YOUR OBJECTIVE ::
Copy the material from its start through the line holding "box: [730, 540, 850, 716]", inclusive, renaming "clicks" to "points" and leaving everything else unchanged.

DATA RECORDS ::
______________________________
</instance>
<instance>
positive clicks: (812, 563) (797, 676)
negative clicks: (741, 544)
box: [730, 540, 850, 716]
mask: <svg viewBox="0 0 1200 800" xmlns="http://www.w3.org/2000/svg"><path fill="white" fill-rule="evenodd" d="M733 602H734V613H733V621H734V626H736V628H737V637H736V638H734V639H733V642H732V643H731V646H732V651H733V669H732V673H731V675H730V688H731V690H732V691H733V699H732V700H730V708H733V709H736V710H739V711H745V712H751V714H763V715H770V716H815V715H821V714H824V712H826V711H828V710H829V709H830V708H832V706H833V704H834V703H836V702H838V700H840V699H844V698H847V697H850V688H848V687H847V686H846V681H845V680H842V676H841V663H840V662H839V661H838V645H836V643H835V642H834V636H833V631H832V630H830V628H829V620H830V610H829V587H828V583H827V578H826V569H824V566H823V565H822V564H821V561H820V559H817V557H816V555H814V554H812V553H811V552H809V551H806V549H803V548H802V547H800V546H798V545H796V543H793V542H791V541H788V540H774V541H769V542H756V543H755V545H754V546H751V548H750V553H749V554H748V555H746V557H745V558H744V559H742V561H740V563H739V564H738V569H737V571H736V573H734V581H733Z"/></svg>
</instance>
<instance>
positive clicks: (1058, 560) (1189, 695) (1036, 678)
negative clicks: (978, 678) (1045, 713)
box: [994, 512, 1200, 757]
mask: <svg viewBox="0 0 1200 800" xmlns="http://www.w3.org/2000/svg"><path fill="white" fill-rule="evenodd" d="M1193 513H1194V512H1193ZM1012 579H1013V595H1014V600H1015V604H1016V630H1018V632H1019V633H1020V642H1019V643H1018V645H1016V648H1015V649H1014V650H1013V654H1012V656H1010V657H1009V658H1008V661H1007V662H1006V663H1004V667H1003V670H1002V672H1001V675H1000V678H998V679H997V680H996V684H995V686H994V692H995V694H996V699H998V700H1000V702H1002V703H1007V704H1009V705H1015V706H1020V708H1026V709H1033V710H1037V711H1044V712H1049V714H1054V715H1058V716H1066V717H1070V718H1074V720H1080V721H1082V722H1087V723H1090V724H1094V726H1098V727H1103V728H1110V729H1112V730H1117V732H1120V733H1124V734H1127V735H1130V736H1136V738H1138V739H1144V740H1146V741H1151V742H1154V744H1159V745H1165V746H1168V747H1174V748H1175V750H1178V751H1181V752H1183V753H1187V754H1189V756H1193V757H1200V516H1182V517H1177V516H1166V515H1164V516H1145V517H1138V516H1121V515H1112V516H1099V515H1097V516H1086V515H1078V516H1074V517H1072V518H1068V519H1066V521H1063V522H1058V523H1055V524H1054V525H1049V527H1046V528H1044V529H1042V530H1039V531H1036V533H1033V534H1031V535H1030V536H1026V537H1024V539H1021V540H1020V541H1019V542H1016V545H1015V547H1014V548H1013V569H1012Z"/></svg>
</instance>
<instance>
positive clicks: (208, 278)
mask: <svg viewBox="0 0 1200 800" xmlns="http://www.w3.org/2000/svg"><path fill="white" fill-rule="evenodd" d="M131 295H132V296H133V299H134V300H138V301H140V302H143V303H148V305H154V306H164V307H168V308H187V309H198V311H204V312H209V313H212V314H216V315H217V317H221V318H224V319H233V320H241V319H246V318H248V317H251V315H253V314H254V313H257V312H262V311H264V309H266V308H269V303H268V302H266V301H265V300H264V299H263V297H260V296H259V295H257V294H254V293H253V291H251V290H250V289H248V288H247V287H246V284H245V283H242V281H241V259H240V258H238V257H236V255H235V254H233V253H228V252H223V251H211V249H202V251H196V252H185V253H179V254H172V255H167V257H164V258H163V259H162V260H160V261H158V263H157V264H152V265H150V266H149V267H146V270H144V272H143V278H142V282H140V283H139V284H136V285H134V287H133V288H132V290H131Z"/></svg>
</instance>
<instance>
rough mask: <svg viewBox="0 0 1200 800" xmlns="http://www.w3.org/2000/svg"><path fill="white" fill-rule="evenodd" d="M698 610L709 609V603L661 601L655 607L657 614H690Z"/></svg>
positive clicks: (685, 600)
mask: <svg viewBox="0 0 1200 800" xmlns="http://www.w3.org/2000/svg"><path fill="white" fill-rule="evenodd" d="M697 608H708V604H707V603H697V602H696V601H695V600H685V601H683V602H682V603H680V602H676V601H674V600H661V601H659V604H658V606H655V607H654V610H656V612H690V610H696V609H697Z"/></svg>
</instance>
______________________________
EXPECTED ANSWER ::
</instance>
<instance>
positive points: (812, 563) (797, 676)
negative points: (741, 544)
box: [730, 540, 850, 716]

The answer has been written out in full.